Task statement = Copy out exactly, from the entries that follow, the line holding "Roster-mapping task: tag the water reflection", the line holding "Roster-mapping task: tag the white daisy", and all lines between them, but no pictures.

Point localization data:
- Opening Delimiter -

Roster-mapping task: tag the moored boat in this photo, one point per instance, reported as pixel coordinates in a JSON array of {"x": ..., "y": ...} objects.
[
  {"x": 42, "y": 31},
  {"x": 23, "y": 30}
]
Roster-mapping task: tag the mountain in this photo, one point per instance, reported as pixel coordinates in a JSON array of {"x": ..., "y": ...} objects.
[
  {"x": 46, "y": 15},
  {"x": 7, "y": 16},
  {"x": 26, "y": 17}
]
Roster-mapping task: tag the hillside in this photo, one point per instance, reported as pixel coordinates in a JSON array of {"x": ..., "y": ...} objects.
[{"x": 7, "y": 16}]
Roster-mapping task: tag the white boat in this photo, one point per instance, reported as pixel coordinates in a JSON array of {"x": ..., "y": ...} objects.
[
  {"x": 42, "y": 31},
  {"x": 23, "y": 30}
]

- Closing Delimiter -
- Opening Delimiter -

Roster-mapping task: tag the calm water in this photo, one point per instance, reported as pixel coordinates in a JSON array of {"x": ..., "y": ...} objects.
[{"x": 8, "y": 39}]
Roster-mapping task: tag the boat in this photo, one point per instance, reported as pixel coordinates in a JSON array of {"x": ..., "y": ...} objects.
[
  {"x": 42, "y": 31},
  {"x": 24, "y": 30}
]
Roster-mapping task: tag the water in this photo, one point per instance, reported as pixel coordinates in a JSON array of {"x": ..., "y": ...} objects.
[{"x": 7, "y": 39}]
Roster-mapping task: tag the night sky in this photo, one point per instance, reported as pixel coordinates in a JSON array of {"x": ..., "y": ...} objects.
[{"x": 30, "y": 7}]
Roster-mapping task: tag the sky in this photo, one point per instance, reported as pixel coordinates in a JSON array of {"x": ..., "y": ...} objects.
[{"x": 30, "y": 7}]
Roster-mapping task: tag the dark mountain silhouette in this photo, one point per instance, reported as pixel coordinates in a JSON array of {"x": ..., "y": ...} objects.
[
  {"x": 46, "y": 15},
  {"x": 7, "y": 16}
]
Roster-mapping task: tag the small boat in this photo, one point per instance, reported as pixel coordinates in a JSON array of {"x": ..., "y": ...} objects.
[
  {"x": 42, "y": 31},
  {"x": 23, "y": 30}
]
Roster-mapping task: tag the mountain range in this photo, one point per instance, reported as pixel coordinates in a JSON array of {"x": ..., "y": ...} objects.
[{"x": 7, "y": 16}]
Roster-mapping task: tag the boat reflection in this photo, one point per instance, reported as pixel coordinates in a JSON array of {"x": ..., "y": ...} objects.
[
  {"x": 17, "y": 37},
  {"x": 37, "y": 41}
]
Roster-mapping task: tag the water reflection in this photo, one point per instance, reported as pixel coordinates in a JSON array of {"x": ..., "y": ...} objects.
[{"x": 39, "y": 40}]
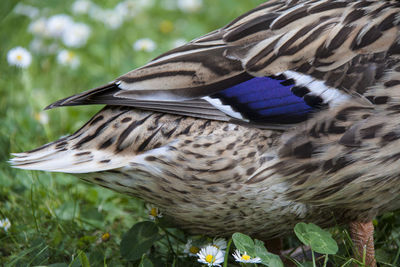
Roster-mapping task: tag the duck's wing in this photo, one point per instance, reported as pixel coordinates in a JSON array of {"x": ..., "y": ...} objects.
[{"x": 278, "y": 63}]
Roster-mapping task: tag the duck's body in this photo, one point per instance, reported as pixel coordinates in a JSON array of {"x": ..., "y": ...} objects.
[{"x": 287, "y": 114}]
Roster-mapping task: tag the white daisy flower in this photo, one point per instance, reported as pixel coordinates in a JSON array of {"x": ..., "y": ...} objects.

- Closing Delimiter -
- Opening Delimiter -

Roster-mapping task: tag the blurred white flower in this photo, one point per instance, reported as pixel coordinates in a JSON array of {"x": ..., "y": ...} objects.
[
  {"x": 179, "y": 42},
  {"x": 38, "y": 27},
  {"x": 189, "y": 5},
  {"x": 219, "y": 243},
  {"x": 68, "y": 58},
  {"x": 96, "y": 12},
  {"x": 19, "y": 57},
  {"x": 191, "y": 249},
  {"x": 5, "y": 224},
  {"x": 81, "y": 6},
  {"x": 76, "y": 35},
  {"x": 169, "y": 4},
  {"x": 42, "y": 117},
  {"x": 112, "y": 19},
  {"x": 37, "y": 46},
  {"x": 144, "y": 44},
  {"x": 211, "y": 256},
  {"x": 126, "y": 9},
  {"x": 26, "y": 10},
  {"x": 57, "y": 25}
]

- Closing Delimiter -

Reply =
Roster-mapping task: tag the water reflection in this photo, one point per instance, reported as pixel coordinates in a JSON array of {"x": ..., "y": ...} objects.
[{"x": 39, "y": 40}]
Roster-mapping task: tag the duck's wing in this photo, one point per instance, reported as pixel coordinates in a JSON array of {"x": ..., "y": ...} objects.
[{"x": 278, "y": 63}]
Roster-mapping task: tag the duck's body in this photo, one point per instance, reported as pixel coordinates in a JSON array of {"x": ..., "y": ...} objects.
[{"x": 287, "y": 114}]
Roster-mapping task: tag the white daisy flower in this photo, one point per instance, reported as pixel coordinates in a JSON array of {"x": ..., "y": ...} objects.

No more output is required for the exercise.